Re: [GENERAL] Random not so random

Marco Colombo Thu, 07 Oct 2004 06:52:08 -0700

On Wed, 6 Oct 2004, Bruno Wolff III wrote:

I am going to keep this on general for now, since it seems like other people
might be interested even though it is straying a somewhat off topic.


Agreed.
Anyone who's not really interested on /dev/[u]random issues should
jump right to the last paragraphs of this message, which are more
on-topic.

On Wed, Oct 06, 2004 at 18:02:39 +0200,
 Marco Colombo <[EMAIL PROTECTED]> wrote:


It depends. What's wrong with a SQL function taking long to
complete? It could be a long computation, maybe days long. As far as


Days long SQL queries are hardly normal. Common things you might want
to generate secure random numbers for aren't going to be queries you
want to run a long time. For example you might want to generate
session ids to store in a cookie handed out for web requests.

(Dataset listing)
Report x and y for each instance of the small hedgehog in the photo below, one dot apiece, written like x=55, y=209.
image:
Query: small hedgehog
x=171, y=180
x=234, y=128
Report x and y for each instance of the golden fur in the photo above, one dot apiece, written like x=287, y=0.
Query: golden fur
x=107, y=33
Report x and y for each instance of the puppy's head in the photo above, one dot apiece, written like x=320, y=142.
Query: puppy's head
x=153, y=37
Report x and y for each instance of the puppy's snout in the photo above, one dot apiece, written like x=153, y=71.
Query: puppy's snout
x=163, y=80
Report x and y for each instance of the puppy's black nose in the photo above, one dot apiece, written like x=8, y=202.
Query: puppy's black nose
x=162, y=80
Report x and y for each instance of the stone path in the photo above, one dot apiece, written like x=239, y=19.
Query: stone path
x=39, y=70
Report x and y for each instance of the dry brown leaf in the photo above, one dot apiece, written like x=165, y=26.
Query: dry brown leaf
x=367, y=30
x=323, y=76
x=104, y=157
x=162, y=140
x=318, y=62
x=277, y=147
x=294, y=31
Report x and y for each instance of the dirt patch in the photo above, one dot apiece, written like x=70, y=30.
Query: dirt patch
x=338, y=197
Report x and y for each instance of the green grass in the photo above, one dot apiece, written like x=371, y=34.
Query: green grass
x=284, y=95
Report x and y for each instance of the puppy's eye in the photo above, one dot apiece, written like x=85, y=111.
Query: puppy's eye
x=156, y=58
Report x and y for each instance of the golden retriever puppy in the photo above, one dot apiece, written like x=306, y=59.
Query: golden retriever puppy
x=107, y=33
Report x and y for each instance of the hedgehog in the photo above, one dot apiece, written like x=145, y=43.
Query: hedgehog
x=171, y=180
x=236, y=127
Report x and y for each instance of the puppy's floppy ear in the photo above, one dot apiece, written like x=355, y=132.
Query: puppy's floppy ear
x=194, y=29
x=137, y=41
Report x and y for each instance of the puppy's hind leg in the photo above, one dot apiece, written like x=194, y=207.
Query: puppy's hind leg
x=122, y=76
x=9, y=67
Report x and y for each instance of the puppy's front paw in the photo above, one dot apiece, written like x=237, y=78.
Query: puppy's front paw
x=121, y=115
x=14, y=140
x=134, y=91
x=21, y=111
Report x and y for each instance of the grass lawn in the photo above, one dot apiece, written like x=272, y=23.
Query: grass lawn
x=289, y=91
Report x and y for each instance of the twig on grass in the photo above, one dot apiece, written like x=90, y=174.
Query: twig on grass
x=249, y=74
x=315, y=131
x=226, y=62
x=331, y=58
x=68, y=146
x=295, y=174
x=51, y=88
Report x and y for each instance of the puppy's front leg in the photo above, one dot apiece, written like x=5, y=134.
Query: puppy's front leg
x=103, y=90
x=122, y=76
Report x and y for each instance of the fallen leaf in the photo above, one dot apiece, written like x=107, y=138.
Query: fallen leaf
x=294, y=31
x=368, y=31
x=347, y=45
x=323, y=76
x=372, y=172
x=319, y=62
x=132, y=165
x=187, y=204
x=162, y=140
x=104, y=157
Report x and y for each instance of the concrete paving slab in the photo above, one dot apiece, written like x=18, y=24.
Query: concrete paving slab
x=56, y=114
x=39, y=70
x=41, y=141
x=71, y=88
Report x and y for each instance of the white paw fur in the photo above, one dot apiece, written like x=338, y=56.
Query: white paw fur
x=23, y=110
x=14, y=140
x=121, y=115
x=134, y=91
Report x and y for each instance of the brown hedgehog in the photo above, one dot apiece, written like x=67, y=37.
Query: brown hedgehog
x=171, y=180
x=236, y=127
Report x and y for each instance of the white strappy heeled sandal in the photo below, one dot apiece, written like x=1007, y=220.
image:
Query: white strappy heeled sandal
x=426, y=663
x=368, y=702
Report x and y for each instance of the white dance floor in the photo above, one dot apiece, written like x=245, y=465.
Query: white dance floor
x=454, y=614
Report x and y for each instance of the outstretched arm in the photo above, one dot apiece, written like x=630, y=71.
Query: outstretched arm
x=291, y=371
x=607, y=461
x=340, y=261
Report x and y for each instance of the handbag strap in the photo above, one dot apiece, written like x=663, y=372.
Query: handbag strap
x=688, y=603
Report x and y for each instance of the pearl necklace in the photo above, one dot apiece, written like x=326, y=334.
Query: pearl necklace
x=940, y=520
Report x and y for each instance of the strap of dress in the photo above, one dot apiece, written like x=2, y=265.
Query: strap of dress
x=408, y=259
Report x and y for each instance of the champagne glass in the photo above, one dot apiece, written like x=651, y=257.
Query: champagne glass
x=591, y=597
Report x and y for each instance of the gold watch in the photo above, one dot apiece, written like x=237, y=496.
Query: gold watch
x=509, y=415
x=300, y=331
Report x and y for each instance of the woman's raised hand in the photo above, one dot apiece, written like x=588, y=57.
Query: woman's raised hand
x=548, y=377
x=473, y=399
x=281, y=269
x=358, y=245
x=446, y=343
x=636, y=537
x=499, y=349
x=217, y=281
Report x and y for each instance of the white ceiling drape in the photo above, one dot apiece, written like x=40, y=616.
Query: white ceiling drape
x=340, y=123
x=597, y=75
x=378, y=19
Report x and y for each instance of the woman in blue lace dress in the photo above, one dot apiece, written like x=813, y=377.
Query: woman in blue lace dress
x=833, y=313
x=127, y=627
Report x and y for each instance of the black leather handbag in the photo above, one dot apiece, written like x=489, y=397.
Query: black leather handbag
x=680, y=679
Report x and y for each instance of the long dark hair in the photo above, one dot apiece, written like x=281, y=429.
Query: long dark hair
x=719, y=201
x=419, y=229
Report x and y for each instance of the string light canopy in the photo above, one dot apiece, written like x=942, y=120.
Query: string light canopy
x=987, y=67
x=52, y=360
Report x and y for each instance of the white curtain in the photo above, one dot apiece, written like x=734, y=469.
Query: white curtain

• Jobs:
1. Can you quote the mailing-list post word for word, starting at "It depends. What's" and ending at "for web requests."?
2. Will you print the listing's lines verbatim, starting at the line that contains "Report x and y for each instance of the twig" and ending at the line that contains "x=688, y=603", with both of those lines included?
The mailing-list post and the listing have nothing to do with each other.

• The responses:
1.
It depends. What's wrong with a SQL function taking long to
complete? It could be a long computation, maybe days long. As far as


Days long SQL queries are hardly normal. Common things you might want
to generate secure random numbers for aren't going to be queries you
want to run a long time. For example you might want to generate
session ids to store in a cookie handed out for web requests.

2.
Report x and y for each instance of the twig on grass in the photo above, one dot apiece, written like x=90, y=174.
Query: twig on grass
x=249, y=74
x=315, y=131
x=226, y=62
x=331, y=58
x=68, y=146
x=295, y=174
x=51, y=88
Report x and y for each instance of the puppy's front leg in the photo above, one dot apiece, written like x=5, y=134.
Query: puppy's front leg
x=103, y=90
x=122, y=76
Report x and y for each instance of the fallen leaf in the photo above, one dot apiece, written like x=107, y=138.
Query: fallen leaf
x=294, y=31
x=368, y=31
x=347, y=45
x=323, y=76
x=372, y=172
x=319, y=62
x=132, y=165
x=187, y=204
x=162, y=140
x=104, y=157
Report x and y for each instance of the concrete paving slab in the photo above, one dot apiece, written like x=18, y=24.
Query: concrete paving slab
x=56, y=114
x=39, y=70
x=41, y=141
x=71, y=88
Report x and y for each instance of the white paw fur in the photo above, one dot apiece, written like x=338, y=56.
Query: white paw fur
x=23, y=110
x=14, y=140
x=121, y=115
x=134, y=91
Report x and y for each instance of the brown hedgehog in the photo above, one dot apiece, written like x=67, y=37.
Query: brown hedgehog
x=171, y=180
x=236, y=127
Report x and y for each instance of the white strappy heeled sandal in the photo below, one dot apiece, written like x=1007, y=220.
image:
Query: white strappy heeled sandal
x=426, y=663
x=368, y=702
Report x and y for each instance of the white dance floor in the photo above, one dot apiece, written like x=245, y=465.
Query: white dance floor
x=454, y=614
Report x and y for each instance of the outstretched arm in the photo above, one dot apiece, written like x=630, y=71.
Query: outstretched arm
x=291, y=371
x=607, y=461
x=340, y=261
Report x and y for each instance of the handbag strap in the photo above, one dot apiece, written like x=663, y=372.
Query: handbag strap
x=688, y=603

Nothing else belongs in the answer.